The request -
Swap every "Pick out" in the material below for "Locate" and change nothing else. Leave the pictures out of your answer.

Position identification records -
## BEGIN
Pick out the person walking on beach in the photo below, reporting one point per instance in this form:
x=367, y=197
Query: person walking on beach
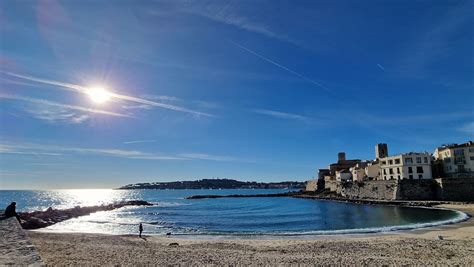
x=10, y=211
x=140, y=228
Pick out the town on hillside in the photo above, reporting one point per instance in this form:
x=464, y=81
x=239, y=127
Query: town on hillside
x=451, y=164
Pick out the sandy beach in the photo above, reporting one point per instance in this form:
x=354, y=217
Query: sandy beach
x=421, y=246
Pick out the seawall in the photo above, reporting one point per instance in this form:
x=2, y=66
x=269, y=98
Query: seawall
x=15, y=247
x=446, y=189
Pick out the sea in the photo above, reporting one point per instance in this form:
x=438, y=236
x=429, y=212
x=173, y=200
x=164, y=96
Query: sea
x=234, y=217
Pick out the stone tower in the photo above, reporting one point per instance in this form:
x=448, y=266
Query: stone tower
x=381, y=151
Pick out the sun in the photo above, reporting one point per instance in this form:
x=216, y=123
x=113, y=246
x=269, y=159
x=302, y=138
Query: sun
x=99, y=95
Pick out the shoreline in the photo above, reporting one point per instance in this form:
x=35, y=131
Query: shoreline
x=462, y=217
x=412, y=247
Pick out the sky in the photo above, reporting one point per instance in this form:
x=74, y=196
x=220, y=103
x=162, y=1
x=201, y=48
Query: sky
x=248, y=90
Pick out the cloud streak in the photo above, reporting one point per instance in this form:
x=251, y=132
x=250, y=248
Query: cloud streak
x=467, y=128
x=52, y=150
x=280, y=115
x=84, y=90
x=60, y=105
x=313, y=82
x=138, y=141
x=224, y=15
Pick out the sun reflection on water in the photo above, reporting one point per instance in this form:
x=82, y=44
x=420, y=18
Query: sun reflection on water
x=69, y=198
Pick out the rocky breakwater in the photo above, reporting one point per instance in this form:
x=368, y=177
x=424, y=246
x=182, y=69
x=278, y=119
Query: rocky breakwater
x=40, y=219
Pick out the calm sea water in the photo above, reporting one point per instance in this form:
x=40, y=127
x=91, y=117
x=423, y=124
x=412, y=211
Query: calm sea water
x=225, y=216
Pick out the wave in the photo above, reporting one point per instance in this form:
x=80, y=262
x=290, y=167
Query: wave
x=461, y=216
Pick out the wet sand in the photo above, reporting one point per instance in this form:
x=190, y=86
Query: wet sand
x=421, y=246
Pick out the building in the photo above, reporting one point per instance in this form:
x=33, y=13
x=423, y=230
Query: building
x=372, y=170
x=381, y=151
x=457, y=161
x=406, y=166
x=322, y=173
x=343, y=175
x=342, y=164
x=358, y=171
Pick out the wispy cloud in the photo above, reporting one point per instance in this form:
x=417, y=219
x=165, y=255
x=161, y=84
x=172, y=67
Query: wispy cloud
x=53, y=150
x=467, y=128
x=227, y=13
x=63, y=106
x=84, y=90
x=201, y=156
x=56, y=114
x=313, y=82
x=33, y=149
x=138, y=141
x=281, y=115
x=140, y=106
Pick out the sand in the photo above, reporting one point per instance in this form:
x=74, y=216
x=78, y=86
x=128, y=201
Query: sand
x=413, y=247
x=15, y=246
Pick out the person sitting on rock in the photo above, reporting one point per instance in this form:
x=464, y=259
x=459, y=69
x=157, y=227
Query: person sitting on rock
x=10, y=211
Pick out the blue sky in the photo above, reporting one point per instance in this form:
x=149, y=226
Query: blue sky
x=251, y=90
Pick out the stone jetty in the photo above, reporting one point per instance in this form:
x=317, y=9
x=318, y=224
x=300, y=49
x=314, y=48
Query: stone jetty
x=15, y=247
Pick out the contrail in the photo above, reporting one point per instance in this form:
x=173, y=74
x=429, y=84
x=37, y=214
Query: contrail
x=139, y=141
x=55, y=104
x=84, y=90
x=282, y=67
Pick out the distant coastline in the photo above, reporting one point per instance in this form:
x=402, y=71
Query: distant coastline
x=216, y=184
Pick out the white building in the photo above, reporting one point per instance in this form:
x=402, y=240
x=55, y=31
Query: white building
x=372, y=170
x=343, y=175
x=358, y=171
x=457, y=160
x=406, y=166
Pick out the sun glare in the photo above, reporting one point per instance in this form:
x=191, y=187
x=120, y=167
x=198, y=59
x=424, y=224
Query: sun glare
x=99, y=95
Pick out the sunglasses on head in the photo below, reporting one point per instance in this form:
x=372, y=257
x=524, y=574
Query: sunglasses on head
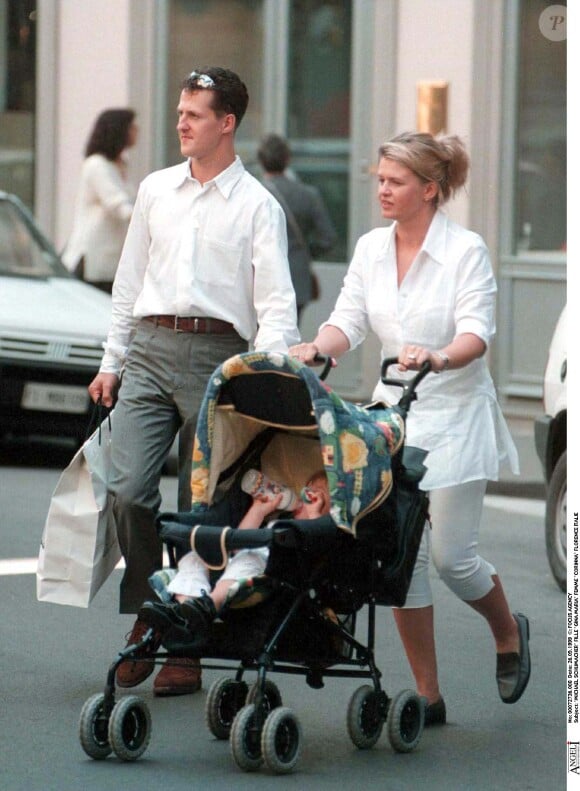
## END
Problem solution -
Locate the person walking on beach in the photo below, reporting one point per instance in this form:
x=367, y=197
Query: person walking on beach
x=10, y=211
x=140, y=228
Locate the town on hillside in the photo above, reporting one point per instance in this form:
x=464, y=81
x=239, y=127
Query: town on hillside
x=451, y=164
Locate the sandy beach in the photo above, reporting one point per instance in this form:
x=354, y=217
Query: sandy beach
x=421, y=246
Locate the seawall in the photo above, reporting one point per instance in this form:
x=2, y=66
x=269, y=98
Query: seawall
x=15, y=247
x=446, y=189
Locate the sea in the photo above, reporting one point per instance in this form:
x=438, y=236
x=429, y=212
x=173, y=200
x=164, y=96
Query: sea
x=234, y=217
Locate the stone tower in the photo above, reporting one point per instance in this form:
x=448, y=266
Query: stone tower
x=381, y=151
Locate the sun in the photo above, reporting one point per instance in this form:
x=216, y=123
x=113, y=246
x=269, y=159
x=302, y=138
Query: sun
x=99, y=95
Locate the shoreline in the photo above, reporting one point per instance in this form:
x=35, y=131
Query: shoreline
x=462, y=217
x=412, y=247
Locate the sky in the photo above, reporting one point per instance in this form:
x=74, y=196
x=220, y=103
x=162, y=1
x=201, y=48
Query: sky
x=248, y=90
Locate the cloud streak in the photo above, reporting one point per instance in this form:
x=251, y=132
x=250, y=248
Query: cloud streak
x=467, y=128
x=52, y=150
x=280, y=115
x=84, y=90
x=60, y=105
x=313, y=82
x=138, y=141
x=224, y=15
Locate the sun reflection on water in the photo above, reporting one point per instance in this form:
x=82, y=44
x=420, y=18
Query: sun reflection on water
x=69, y=198
Locate the rocky breakwater in the photo above, reporting one point per instance in this form:
x=368, y=177
x=424, y=246
x=182, y=69
x=278, y=119
Query: rocky breakwater
x=40, y=219
Locate the calm sea water in the photo above, reporting one point per instance in this form:
x=40, y=127
x=91, y=117
x=423, y=124
x=412, y=211
Query: calm sea water
x=225, y=216
Locate the wave in the photo above, reporting one point per instance in this form:
x=80, y=262
x=290, y=167
Query: wave
x=461, y=216
Locate the wet sand in the photo above, reporting one point per instance in this form:
x=190, y=86
Query: wet sand
x=421, y=246
Locate the building in the photo above, reporting one point per instance in this form:
x=33, y=13
x=423, y=230
Query: building
x=372, y=170
x=381, y=151
x=457, y=161
x=406, y=166
x=322, y=173
x=343, y=175
x=342, y=164
x=358, y=171
Locate the wispy cloud in the photo above, reporting one point per instance in this form:
x=417, y=219
x=165, y=255
x=161, y=84
x=172, y=67
Query: wispy cloud
x=53, y=150
x=467, y=128
x=227, y=13
x=63, y=106
x=84, y=90
x=201, y=156
x=56, y=114
x=313, y=82
x=33, y=149
x=138, y=141
x=281, y=115
x=140, y=106
Locate the sand in the photo above, reporting one point per instance in this form:
x=74, y=216
x=78, y=86
x=128, y=201
Query: sand
x=413, y=247
x=15, y=246
Locate the person sitting on rock in the photo above, reporting one point per instance in this form:
x=464, y=259
x=459, y=69
x=157, y=227
Query: person sitting on rock
x=10, y=211
Locate the blue sky in the photo above, reporting one point per instance in this form:
x=149, y=226
Query: blue sky
x=251, y=90
Locate the stone jetty in the photo above, reporting one point per instance in this form:
x=317, y=9
x=318, y=224
x=300, y=49
x=314, y=48
Query: stone jetty
x=15, y=247
Locate the contrail in the photo above, reporting one point per instance in this form:
x=173, y=74
x=429, y=84
x=37, y=214
Query: contrail
x=139, y=141
x=55, y=104
x=84, y=90
x=282, y=67
Locate the distant coastline in the photo above, reporting one point per instance in this form:
x=402, y=71
Query: distant coastline
x=216, y=184
Locate the white building in the photo above, reporting one point per instance in this form:
x=402, y=240
x=55, y=31
Query: white building
x=372, y=170
x=343, y=175
x=358, y=171
x=457, y=160
x=406, y=166
Locate the sun glare in the photo above, reporting one point per instance in this form:
x=191, y=187
x=120, y=167
x=198, y=59
x=424, y=224
Query: sun glare
x=99, y=95
Locate the sunglasses on head in the photo below, reporting one point per instance in this form:
x=372, y=257
x=524, y=574
Query: sunglasses on head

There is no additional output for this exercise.